## BEGIN
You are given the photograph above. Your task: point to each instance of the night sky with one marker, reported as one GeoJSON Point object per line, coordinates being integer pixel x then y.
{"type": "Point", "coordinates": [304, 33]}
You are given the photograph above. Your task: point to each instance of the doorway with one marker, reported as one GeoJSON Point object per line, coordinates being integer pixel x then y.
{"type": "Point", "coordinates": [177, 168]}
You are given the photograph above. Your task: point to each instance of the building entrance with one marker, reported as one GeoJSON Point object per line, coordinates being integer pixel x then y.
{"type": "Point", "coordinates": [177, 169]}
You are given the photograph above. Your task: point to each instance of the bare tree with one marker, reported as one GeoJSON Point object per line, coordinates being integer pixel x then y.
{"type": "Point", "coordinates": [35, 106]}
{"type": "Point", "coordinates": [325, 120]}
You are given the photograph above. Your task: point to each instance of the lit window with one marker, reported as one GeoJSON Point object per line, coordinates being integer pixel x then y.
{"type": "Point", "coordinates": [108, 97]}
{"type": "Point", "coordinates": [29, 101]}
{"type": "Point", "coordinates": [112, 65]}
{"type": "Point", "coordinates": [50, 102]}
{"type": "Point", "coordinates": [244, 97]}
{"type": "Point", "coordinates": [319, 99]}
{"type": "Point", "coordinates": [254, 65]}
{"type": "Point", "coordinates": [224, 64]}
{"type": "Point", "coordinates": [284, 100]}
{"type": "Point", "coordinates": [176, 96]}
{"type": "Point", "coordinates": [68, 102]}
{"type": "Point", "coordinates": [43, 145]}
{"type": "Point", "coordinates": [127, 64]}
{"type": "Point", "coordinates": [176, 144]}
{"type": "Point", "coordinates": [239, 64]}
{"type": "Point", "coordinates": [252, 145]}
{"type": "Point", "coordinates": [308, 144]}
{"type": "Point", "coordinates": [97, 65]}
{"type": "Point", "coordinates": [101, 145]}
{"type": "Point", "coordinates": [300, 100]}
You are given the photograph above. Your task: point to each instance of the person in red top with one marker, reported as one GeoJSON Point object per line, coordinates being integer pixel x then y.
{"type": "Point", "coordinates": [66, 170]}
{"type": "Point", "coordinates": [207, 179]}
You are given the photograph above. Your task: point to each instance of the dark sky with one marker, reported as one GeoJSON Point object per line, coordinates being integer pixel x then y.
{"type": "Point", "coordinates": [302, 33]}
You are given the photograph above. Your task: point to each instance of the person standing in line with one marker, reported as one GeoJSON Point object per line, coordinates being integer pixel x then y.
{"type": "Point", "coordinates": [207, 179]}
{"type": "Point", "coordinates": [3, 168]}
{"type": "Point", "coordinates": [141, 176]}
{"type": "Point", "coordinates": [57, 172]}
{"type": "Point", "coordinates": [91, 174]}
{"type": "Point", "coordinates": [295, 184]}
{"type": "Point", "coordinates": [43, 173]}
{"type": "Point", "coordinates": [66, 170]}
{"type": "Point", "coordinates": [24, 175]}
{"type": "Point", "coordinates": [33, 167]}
## END
## BEGIN
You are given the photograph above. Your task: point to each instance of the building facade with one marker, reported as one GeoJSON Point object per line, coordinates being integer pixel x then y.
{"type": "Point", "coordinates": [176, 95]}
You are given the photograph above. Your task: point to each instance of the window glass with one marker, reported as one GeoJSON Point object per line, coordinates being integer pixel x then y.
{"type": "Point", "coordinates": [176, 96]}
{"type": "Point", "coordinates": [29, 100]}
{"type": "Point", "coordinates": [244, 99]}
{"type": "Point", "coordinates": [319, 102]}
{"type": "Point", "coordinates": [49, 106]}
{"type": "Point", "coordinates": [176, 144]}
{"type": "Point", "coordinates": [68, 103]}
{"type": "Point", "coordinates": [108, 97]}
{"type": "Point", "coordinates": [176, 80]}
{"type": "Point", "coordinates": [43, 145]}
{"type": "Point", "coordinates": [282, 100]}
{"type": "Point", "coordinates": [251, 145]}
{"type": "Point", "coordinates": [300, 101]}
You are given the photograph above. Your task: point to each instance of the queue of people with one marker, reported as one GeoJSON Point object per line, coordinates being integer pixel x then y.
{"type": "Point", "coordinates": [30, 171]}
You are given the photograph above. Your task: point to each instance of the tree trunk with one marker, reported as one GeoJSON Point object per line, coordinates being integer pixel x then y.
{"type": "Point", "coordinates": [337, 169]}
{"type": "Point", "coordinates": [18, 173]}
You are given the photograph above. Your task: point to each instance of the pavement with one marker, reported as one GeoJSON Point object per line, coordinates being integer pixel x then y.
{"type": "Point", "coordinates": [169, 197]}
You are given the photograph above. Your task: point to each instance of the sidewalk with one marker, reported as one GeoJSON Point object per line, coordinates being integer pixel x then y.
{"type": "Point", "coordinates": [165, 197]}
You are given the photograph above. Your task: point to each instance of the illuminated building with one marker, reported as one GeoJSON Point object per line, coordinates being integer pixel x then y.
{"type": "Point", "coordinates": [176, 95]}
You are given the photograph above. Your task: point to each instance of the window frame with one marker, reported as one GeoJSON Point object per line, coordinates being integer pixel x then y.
## END
**PROBLEM DESCRIPTION**
Can you reproduce every line between the ones holding "of the pavement" and "the window frame", inclusive, keeping each item's wording, but scaling the point coordinates in the answers by 0.2 and rounding them to whole numbers, halves up?

**PROBLEM SOLUTION**
You are given the photograph above. Your task: point to each instance of the pavement with one marker, reported as one GeoJSON Point object per line, coordinates being integer pixel x then y.
{"type": "Point", "coordinates": [34, 39]}
You are given the photograph above. Your task: point to each instance of the sidewalk with one marker, reported as one GeoJSON Point object per line, coordinates being integer pixel x then y.
{"type": "Point", "coordinates": [33, 39]}
You are given the photograph above. Your task: point to each instance of the illuminated building with one marker, reported as one GeoJSON Point object per line, coordinates being integer pixel x then y.
{"type": "Point", "coordinates": [35, 19]}
You are given the photograph above. Your task: point to each instance of the window frame with one marker, reported as one GeoJSON Point object per line, coordinates being integer pixel x then y.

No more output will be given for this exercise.